Segment Start: GIVEN TEXT
Closed glajoie1 closed 7 years ago
Hello, you are right, in that all taxon paths should be the same lengths. I will try to fix it and add NA for missing levels.
Hi, please test if the issue is now resolved for your data with the new commit. Thanks!
It works perfectly - thank you for your software!
When using updated code allowing for choosing specific taxonomic levels in addTaxonNames (e.g. addTaxonNames -r phylum,class,order, family, genus, species), I obtain the correct set of taxonomic levels, but comparison of hierarchies among taxa is often incoherent because some high taxonomic levels (e.g. order, family) are missing or are unresolved in many taxa that still have proper genus and species names.
Example of kaiju output: C M02360:6:000000000-AC61R:1:1101:23278:4875 59803 12 59803, GDAPLFPFGYGL, Proteobacteria; Alphaproteobacteria; Sphingomonadales; Sphingomonadaceae; Sphingomonas; Sphingomonas echinoides; C M02360:6:000000000-AC61R:1:1101:8983:4922 360054 11 360054, KILVHGHRGAR, Acidobacteria; Solibacteres; Solibacterales; Bryobacter; Bryobacter aggregatus;
Here Sphingomonas echinoides is fully resolved, while Bryobacter aggregatus lacks a family. (The GenBank taxon file specifies "unclassified Solibacterales" in lieu of family with a label "no rank".) As a result, a given position in the taxonomic names vectors may indicate uncomparable taxonomic levels among sequences.
Following on an initial suggestion by skembel (issue #4), would it be possible to output a NA value in the output of taxonomic levels when a level is missing, such that annotations performed up to a same taxonomic level will be comparable when parsed into columns?
Segment End: GIVEN TEXT
Segment Start: EXCERPTED DATA
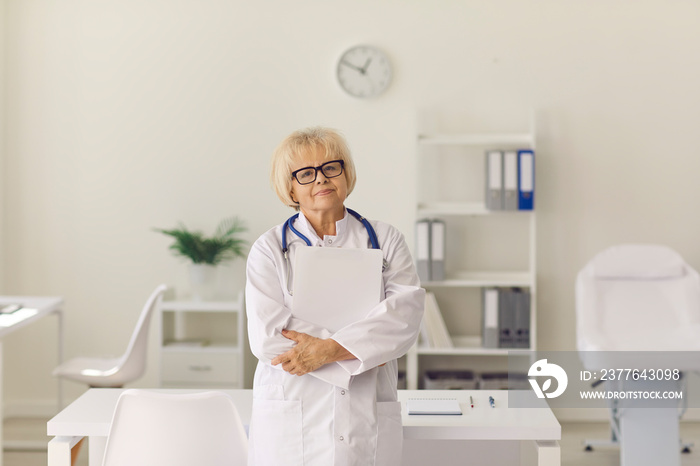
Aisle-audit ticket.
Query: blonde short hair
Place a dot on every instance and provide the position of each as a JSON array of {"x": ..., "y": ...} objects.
[{"x": 294, "y": 146}]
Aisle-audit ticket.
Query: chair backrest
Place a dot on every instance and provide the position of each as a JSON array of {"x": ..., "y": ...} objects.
[
  {"x": 637, "y": 297},
  {"x": 151, "y": 428},
  {"x": 133, "y": 363}
]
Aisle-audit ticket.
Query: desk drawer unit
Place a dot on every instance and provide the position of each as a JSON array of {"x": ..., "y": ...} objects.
[{"x": 200, "y": 368}]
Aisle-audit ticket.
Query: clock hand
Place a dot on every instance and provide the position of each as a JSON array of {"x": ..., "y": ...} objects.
[
  {"x": 364, "y": 68},
  {"x": 361, "y": 70}
]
Segment End: EXCERPTED DATA
◆ EXERCISE INSTRUCTIONS
Translate this sentence from the thread about missing taxonomic levels into French: "Here Sphingomonas echinoides is fully resolved, while Bryobacter aggregatus lacks a family."

◆ RESPONSE TO THE EXERCISE
Ici, Sphingomonas echinoides est entièrement résolu, tandis que Bryobacter aggregatus n'a pas de famille.